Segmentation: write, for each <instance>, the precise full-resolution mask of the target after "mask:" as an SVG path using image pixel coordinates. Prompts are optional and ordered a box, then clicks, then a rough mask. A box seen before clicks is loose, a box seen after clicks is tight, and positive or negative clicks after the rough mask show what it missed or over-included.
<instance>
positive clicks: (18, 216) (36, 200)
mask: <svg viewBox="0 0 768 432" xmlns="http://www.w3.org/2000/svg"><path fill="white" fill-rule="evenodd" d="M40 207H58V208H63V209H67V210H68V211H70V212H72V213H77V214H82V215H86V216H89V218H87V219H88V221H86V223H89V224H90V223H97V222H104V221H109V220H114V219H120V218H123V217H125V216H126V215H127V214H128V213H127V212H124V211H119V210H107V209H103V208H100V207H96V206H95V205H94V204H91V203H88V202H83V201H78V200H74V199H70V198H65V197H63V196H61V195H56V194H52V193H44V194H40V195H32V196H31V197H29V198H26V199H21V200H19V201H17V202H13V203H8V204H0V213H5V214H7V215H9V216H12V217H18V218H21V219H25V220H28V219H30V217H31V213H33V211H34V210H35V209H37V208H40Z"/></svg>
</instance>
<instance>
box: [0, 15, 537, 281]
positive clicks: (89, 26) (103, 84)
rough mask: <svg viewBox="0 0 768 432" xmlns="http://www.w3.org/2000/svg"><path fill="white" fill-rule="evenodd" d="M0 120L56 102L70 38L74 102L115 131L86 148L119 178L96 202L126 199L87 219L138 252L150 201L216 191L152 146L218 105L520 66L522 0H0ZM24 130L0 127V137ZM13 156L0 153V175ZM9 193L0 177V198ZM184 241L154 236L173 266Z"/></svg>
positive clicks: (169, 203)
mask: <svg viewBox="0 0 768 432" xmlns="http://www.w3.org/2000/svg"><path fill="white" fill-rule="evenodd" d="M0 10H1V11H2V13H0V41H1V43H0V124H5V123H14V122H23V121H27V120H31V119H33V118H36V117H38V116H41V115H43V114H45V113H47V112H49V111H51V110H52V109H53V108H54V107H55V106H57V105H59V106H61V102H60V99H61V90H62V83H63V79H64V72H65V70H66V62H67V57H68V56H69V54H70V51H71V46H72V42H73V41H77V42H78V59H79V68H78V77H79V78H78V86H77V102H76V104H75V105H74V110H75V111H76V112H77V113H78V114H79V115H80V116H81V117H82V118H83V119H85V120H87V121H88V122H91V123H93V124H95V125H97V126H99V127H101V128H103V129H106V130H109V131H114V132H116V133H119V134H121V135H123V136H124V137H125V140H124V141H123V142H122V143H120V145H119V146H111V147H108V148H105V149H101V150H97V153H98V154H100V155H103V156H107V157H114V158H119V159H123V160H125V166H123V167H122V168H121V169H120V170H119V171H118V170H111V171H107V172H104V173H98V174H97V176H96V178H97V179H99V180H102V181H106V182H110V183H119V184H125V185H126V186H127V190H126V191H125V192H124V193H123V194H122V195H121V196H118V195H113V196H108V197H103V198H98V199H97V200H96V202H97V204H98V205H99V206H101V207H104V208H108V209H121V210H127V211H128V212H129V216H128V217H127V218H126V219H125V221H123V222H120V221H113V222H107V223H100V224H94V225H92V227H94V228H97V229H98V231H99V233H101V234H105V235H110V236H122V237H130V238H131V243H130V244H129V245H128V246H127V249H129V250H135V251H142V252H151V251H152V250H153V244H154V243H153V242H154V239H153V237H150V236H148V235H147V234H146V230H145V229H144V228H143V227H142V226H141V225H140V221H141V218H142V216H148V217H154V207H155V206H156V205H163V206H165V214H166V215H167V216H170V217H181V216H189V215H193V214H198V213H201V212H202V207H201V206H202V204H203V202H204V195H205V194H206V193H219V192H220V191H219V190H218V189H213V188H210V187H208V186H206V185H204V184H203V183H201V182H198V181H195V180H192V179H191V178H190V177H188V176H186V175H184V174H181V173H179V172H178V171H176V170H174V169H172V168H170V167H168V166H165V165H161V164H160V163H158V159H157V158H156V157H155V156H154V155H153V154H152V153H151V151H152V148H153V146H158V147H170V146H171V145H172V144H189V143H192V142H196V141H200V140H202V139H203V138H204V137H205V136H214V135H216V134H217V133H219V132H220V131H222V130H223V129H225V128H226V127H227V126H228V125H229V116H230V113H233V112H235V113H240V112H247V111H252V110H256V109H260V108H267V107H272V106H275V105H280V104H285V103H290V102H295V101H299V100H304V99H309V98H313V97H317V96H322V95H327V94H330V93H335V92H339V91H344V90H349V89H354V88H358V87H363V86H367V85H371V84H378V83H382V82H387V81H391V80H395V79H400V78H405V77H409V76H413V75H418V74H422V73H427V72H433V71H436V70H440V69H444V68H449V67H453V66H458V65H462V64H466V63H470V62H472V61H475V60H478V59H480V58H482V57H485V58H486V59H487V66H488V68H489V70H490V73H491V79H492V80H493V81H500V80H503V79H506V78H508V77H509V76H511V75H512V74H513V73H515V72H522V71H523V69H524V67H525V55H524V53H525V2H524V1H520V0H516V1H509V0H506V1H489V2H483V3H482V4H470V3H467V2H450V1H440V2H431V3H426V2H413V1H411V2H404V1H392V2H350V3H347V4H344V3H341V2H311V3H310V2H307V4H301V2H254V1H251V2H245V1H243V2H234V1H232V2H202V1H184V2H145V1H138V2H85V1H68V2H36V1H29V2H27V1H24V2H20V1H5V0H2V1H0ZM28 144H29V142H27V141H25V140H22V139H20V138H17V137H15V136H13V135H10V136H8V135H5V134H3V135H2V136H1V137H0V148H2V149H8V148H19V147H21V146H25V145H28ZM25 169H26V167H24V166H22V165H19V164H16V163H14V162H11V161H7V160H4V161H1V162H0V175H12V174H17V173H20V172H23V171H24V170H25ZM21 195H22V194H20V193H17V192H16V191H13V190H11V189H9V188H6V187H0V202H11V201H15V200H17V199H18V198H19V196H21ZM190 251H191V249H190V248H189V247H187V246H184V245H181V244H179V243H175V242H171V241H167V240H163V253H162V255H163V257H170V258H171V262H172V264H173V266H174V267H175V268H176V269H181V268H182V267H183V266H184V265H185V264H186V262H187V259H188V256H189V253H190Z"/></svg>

·····

Retype the whole listing without changing anything.

Segmentation: write, for each <instance>, the precise full-resolution mask of the target after "mask:" as an SVG path using image pixel coordinates. Prompts are optional and ordered a box, then clicks, then a rough mask. A box seen before clicks is loose, a box seen after clicks is tight, and positive or negative clicks after the rough mask show what it missed or over-included.
<instance>
positive clicks: (18, 216) (36, 200)
mask: <svg viewBox="0 0 768 432" xmlns="http://www.w3.org/2000/svg"><path fill="white" fill-rule="evenodd" d="M40 207H58V208H63V209H67V210H68V211H70V212H72V213H77V214H82V215H86V216H89V218H87V219H88V221H86V223H89V224H90V223H97V222H104V221H109V220H114V219H120V218H123V217H125V216H126V215H127V214H128V213H127V212H124V211H119V210H107V209H103V208H100V207H96V206H95V205H94V204H91V203H88V202H83V201H78V200H74V199H70V198H65V197H63V196H61V195H56V194H52V193H44V194H40V195H32V196H31V197H29V198H26V199H21V200H19V201H17V202H13V203H8V204H0V213H5V214H7V215H9V216H12V217H18V218H21V219H25V220H28V219H30V217H31V213H33V211H34V210H35V209H37V208H40Z"/></svg>
</instance>
<instance>
box: [0, 15, 537, 281]
positive clicks: (89, 26) (103, 84)
rough mask: <svg viewBox="0 0 768 432" xmlns="http://www.w3.org/2000/svg"><path fill="white" fill-rule="evenodd" d="M0 120L56 102L70 38L74 102L115 131L86 148L119 178L96 202L126 199L87 219L138 252L150 201L216 191L152 146L218 105L520 66L522 0H0ZM24 130L0 127V137ZM13 156L0 153V175ZM9 193L0 177V198ZM184 241L154 236L173 266Z"/></svg>
positive clicks: (169, 203)
mask: <svg viewBox="0 0 768 432" xmlns="http://www.w3.org/2000/svg"><path fill="white" fill-rule="evenodd" d="M0 10H1V11H2V13H0V41H1V43H0V124H5V123H14V122H23V121H27V120H31V119H33V118H36V117H38V116H41V115H43V114H45V113H47V112H49V111H51V110H52V109H53V108H54V107H55V106H57V105H59V106H61V102H60V99H61V90H62V83H63V79H64V72H65V70H66V62H67V57H68V56H69V54H70V51H71V46H72V42H73V41H77V42H78V59H79V68H78V77H79V78H78V86H77V102H76V104H75V105H74V110H75V111H76V112H77V113H78V114H79V115H80V116H81V117H82V118H83V119H85V120H87V121H88V122H91V123H93V124H95V125H97V126H99V127H101V128H103V129H106V130H109V131H114V132H116V133H119V134H121V135H123V136H124V137H125V140H124V141H123V142H122V143H120V145H119V146H111V147H108V148H105V149H101V150H97V153H98V154H100V155H103V156H107V157H114V158H119V159H123V160H125V166H123V167H122V168H121V169H120V170H119V171H118V170H111V171H107V172H104V173H98V174H97V176H96V178H97V179H99V180H102V181H106V182H110V183H119V184H125V185H126V186H127V190H126V191H125V192H124V193H123V194H122V195H121V196H118V195H113V196H108V197H103V198H98V199H97V200H96V202H97V204H98V205H99V206H101V207H104V208H108V209H121V210H127V211H128V212H129V216H128V217H127V218H126V219H125V221H123V222H120V221H113V222H107V223H100V224H94V225H92V227H94V228H97V229H98V231H99V233H101V234H105V235H110V236H122V237H130V238H131V243H130V244H129V245H128V246H127V249H129V250H135V251H142V252H151V251H152V250H153V244H154V243H153V242H154V239H153V237H150V236H148V235H147V234H146V230H145V229H144V228H143V227H142V226H141V225H140V221H141V218H142V216H148V217H154V207H155V206H156V205H163V206H165V214H166V215H167V216H170V217H181V216H189V215H193V214H198V213H201V212H202V207H201V206H202V204H203V202H204V195H205V194H206V193H219V192H220V191H219V190H218V189H213V188H210V187H208V186H206V185H204V184H203V183H201V182H198V181H195V180H192V179H191V178H190V177H188V176H186V175H184V174H181V173H179V172H178V171H176V170H174V169H172V168H170V167H168V166H165V165H161V164H160V163H158V159H157V158H156V157H155V156H154V155H153V154H152V153H151V151H152V148H153V146H158V147H170V146H171V145H172V144H189V143H192V142H196V141H200V140H202V139H203V138H204V137H205V136H214V135H216V134H217V133H219V132H220V131H222V130H223V129H225V128H226V127H227V126H228V125H229V116H230V113H233V112H235V113H240V112H247V111H252V110H256V109H260V108H267V107H272V106H275V105H280V104H285V103H290V102H295V101H299V100H304V99H309V98H313V97H317V96H322V95H327V94H330V93H335V92H339V91H344V90H349V89H354V88H358V87H363V86H367V85H371V84H378V83H382V82H387V81H391V80H395V79H400V78H405V77H409V76H413V75H418V74H422V73H427V72H433V71H436V70H440V69H444V68H449V67H453V66H458V65H462V64H466V63H470V62H472V61H475V60H478V59H480V58H482V57H485V58H486V59H487V66H488V68H489V70H490V73H491V79H492V80H493V81H500V80H503V79H506V78H508V77H509V76H511V75H512V74H513V73H515V72H522V71H523V69H524V67H525V55H524V53H525V2H524V1H520V0H516V1H509V0H506V1H489V2H483V3H482V4H470V3H467V2H450V1H440V2H431V3H426V2H413V1H411V2H404V1H392V2H350V3H347V4H344V3H341V2H311V3H310V2H307V4H301V2H254V1H251V2H245V1H243V2H234V1H232V2H202V1H184V2H145V1H138V2H85V1H68V2H36V1H29V2H27V1H24V2H20V1H5V0H2V1H0ZM28 144H29V142H27V141H25V140H22V139H20V138H17V137H15V136H13V135H10V136H8V135H5V134H3V135H2V136H1V137H0V148H2V149H8V148H19V147H21V146H25V145H28ZM25 169H26V167H24V166H22V165H19V164H16V163H14V162H11V161H7V160H4V161H1V162H0V175H12V174H17V173H20V172H23V171H24V170H25ZM21 195H22V194H20V193H17V192H16V191H13V190H11V189H9V188H6V187H0V202H11V201H15V200H17V199H18V198H19V196H21ZM190 251H191V249H190V248H189V247H187V246H184V245H181V244H179V243H175V242H171V241H167V240H163V253H162V255H163V257H170V258H171V262H172V264H173V266H174V267H175V268H176V269H181V268H182V267H183V266H184V265H185V264H186V262H187V259H188V256H189V253H190Z"/></svg>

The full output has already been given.